- **Aim of the exercise**: With all images left out, restate the records below exactly as written.

- **Records contained in a dataset**:

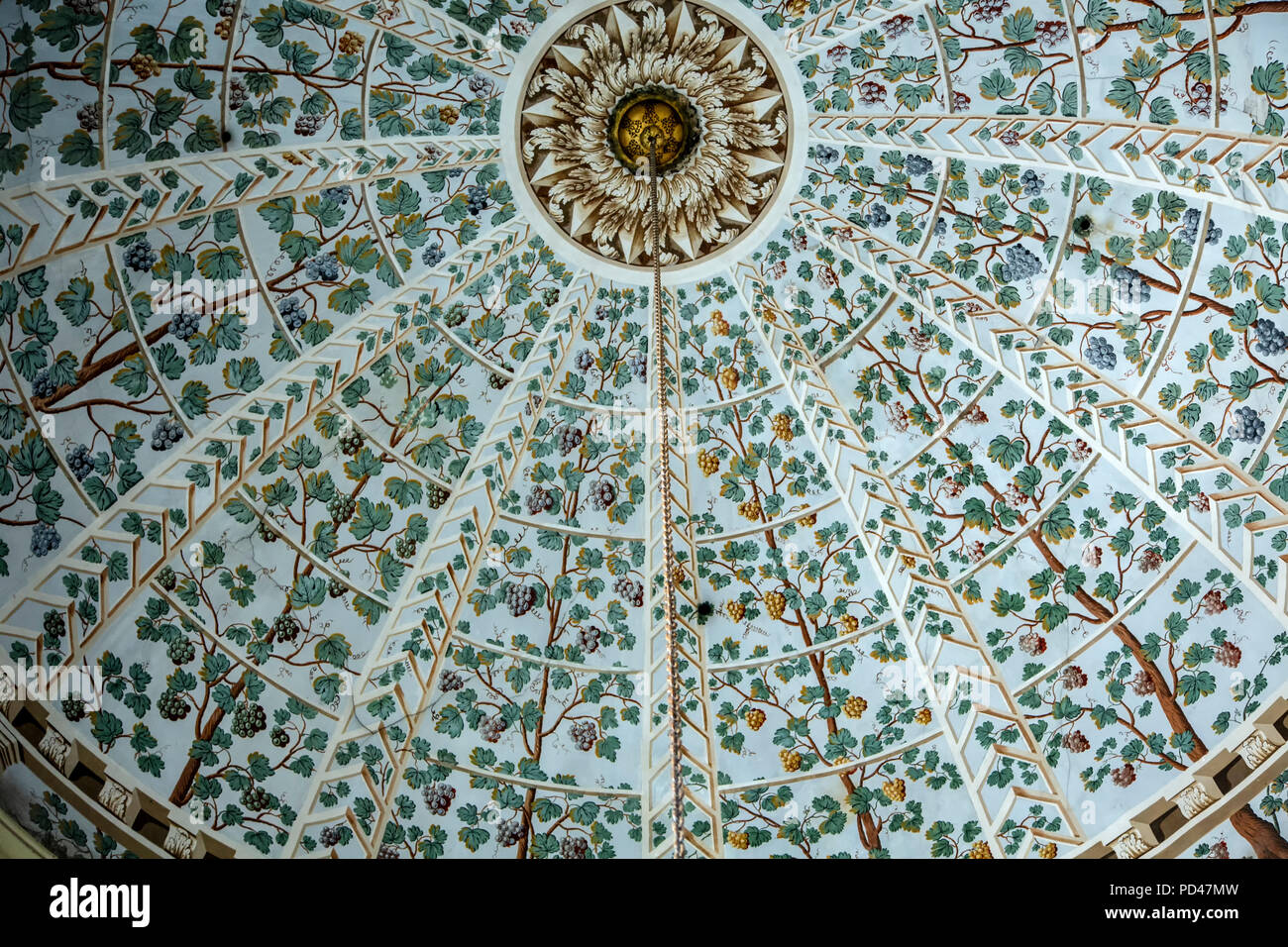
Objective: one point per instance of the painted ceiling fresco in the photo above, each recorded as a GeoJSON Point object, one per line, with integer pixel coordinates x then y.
{"type": "Point", "coordinates": [982, 480]}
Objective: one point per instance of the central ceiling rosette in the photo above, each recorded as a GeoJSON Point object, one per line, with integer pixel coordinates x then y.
{"type": "Point", "coordinates": [682, 65]}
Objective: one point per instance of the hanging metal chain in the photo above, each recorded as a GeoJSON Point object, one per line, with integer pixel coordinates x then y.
{"type": "Point", "coordinates": [673, 646]}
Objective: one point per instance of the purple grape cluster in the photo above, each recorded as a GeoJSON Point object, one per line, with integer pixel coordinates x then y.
{"type": "Point", "coordinates": [1020, 263]}
{"type": "Point", "coordinates": [80, 462]}
{"type": "Point", "coordinates": [588, 639]}
{"type": "Point", "coordinates": [308, 125]}
{"type": "Point", "coordinates": [570, 440]}
{"type": "Point", "coordinates": [1129, 286]}
{"type": "Point", "coordinates": [1270, 339]}
{"type": "Point", "coordinates": [603, 493]}
{"type": "Point", "coordinates": [166, 434]}
{"type": "Point", "coordinates": [438, 797]}
{"type": "Point", "coordinates": [141, 257]}
{"type": "Point", "coordinates": [630, 590]}
{"type": "Point", "coordinates": [1190, 232]}
{"type": "Point", "coordinates": [1100, 354]}
{"type": "Point", "coordinates": [915, 165]}
{"type": "Point", "coordinates": [574, 847]}
{"type": "Point", "coordinates": [477, 198]}
{"type": "Point", "coordinates": [1247, 427]}
{"type": "Point", "coordinates": [184, 325]}
{"type": "Point", "coordinates": [584, 735]}
{"type": "Point", "coordinates": [292, 312]}
{"type": "Point", "coordinates": [43, 385]}
{"type": "Point", "coordinates": [323, 266]}
{"type": "Point", "coordinates": [540, 500]}
{"type": "Point", "coordinates": [519, 599]}
{"type": "Point", "coordinates": [509, 832]}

- **Response**:
Objective: one point per instance of the painted ceiling fresco in the photo above, each recorded as a GeoJSON Point object, one per line, with integer pixel coordinates x then y.
{"type": "Point", "coordinates": [982, 480]}
Objective: one point per instance of the central ceiling rosette in the photo above, each recorded as a GeoJSON Point object, one per line, with integer pixel coordinates x then y.
{"type": "Point", "coordinates": [682, 65]}
Objective: one point per instance of the hanging metal chain in the photo above, each recorded as a GeoJSON Point object, one per line, with integer pixel coordinates x then y.
{"type": "Point", "coordinates": [673, 646]}
Objective: one point per instance of the purple grape cluster in the photo above, each recorded as a GeoJSON Point object, one per line, with integer pixel coordinates x then y.
{"type": "Point", "coordinates": [1020, 263]}
{"type": "Point", "coordinates": [80, 462]}
{"type": "Point", "coordinates": [588, 639]}
{"type": "Point", "coordinates": [308, 125]}
{"type": "Point", "coordinates": [570, 440]}
{"type": "Point", "coordinates": [1129, 286]}
{"type": "Point", "coordinates": [1270, 339]}
{"type": "Point", "coordinates": [603, 493]}
{"type": "Point", "coordinates": [166, 434]}
{"type": "Point", "coordinates": [438, 797]}
{"type": "Point", "coordinates": [141, 257]}
{"type": "Point", "coordinates": [630, 590]}
{"type": "Point", "coordinates": [1190, 232]}
{"type": "Point", "coordinates": [1100, 354]}
{"type": "Point", "coordinates": [915, 165]}
{"type": "Point", "coordinates": [574, 847]}
{"type": "Point", "coordinates": [477, 198]}
{"type": "Point", "coordinates": [1247, 427]}
{"type": "Point", "coordinates": [184, 325]}
{"type": "Point", "coordinates": [584, 735]}
{"type": "Point", "coordinates": [292, 312]}
{"type": "Point", "coordinates": [43, 385]}
{"type": "Point", "coordinates": [323, 266]}
{"type": "Point", "coordinates": [540, 500]}
{"type": "Point", "coordinates": [519, 599]}
{"type": "Point", "coordinates": [509, 832]}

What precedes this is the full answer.